Problem to work on: Set down exactly the lines running from the line with "Would you mind tagging the wooden wall" to the end of the listing below, both ends included.

Material provided:
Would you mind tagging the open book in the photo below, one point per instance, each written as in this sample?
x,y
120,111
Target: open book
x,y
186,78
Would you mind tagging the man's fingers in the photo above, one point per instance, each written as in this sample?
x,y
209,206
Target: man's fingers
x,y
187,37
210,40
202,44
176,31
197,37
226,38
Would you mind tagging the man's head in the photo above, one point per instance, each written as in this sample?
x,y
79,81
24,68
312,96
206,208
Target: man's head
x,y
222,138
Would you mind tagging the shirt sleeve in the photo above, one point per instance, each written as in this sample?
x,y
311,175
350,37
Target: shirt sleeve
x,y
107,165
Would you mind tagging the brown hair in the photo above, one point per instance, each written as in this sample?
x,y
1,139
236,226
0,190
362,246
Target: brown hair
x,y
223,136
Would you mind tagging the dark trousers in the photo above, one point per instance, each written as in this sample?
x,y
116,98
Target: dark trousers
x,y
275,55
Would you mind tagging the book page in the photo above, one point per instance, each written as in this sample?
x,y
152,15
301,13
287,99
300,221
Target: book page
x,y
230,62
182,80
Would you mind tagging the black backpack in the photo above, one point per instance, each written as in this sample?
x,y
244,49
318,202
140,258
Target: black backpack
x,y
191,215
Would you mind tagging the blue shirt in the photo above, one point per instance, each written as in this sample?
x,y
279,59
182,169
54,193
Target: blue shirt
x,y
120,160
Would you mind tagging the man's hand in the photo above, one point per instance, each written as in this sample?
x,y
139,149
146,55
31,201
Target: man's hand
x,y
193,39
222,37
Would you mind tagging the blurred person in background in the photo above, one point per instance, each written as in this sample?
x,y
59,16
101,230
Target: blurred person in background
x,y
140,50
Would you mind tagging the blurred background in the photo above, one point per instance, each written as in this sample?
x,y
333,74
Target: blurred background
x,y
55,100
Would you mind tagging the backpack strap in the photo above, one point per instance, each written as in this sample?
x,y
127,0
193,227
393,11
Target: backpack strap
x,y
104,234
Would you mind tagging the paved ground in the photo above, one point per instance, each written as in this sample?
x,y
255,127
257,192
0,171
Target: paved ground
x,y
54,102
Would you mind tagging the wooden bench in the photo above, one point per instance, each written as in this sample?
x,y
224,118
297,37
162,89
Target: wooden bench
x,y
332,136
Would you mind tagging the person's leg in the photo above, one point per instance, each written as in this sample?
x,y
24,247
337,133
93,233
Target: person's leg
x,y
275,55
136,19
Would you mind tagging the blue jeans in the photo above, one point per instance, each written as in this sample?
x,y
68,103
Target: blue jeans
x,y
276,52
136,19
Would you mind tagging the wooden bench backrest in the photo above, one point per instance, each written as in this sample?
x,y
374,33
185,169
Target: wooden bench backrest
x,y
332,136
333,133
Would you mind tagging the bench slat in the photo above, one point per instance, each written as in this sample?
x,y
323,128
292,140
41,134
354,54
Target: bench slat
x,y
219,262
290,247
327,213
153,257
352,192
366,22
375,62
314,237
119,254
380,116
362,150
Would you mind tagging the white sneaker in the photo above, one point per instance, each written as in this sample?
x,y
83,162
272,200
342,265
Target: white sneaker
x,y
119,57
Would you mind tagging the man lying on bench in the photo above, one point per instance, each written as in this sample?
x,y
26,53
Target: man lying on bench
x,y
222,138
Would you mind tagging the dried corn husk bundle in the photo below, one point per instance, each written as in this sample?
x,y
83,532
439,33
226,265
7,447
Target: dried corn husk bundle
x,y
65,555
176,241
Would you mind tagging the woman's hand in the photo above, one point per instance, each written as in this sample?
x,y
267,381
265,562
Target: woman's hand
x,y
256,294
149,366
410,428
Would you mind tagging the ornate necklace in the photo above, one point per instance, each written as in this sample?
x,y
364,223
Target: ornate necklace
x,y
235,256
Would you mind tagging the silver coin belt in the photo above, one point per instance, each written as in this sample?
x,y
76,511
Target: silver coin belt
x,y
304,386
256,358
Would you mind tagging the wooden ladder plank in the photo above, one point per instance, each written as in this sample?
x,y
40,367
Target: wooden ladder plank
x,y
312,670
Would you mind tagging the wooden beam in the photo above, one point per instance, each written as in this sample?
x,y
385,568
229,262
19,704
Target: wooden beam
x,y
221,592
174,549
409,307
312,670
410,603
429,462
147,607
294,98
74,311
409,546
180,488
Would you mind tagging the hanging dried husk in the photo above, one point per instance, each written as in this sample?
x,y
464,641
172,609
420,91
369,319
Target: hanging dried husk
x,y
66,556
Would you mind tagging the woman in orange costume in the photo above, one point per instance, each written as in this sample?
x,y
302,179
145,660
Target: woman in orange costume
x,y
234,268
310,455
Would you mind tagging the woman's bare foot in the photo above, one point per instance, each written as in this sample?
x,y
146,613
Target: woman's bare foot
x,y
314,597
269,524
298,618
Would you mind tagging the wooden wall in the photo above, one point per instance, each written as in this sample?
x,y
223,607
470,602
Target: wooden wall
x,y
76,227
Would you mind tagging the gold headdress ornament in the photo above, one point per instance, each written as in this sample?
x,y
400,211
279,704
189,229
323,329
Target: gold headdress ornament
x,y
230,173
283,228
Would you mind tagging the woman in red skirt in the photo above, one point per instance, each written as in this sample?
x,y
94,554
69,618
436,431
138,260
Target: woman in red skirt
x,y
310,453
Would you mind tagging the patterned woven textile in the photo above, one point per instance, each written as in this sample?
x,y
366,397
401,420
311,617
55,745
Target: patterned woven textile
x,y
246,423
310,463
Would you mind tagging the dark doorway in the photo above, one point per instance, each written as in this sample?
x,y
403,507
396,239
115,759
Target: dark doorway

Solution:
Would you mind tagging the wooden wall in the photo above, one point per instance, each written as in this sample?
x,y
223,607
470,602
Target: wooden wall
x,y
76,227
Would you mind tagging the gold headdress ornament in the photo above, one point per instance, each written as in this sample?
x,y
400,211
279,704
189,229
323,329
Target: gold headdress ornament
x,y
230,173
283,228
Would you mind tagging the woman in red skirt in the photo above, one point per instance, each written as in this sample?
x,y
94,554
69,618
436,431
138,260
Target: woman in red skirt
x,y
310,453
Would you mind tagging the patterned woven textile in the photo above, one point per instance, each written as in this sample?
x,y
366,397
401,420
311,617
55,745
Target: patterned woven textile
x,y
246,423
310,463
Would you mind tagging the dark doorway in the photo above, one point per instance, each written as in this sample?
x,y
403,507
396,239
115,759
Target: dark doorway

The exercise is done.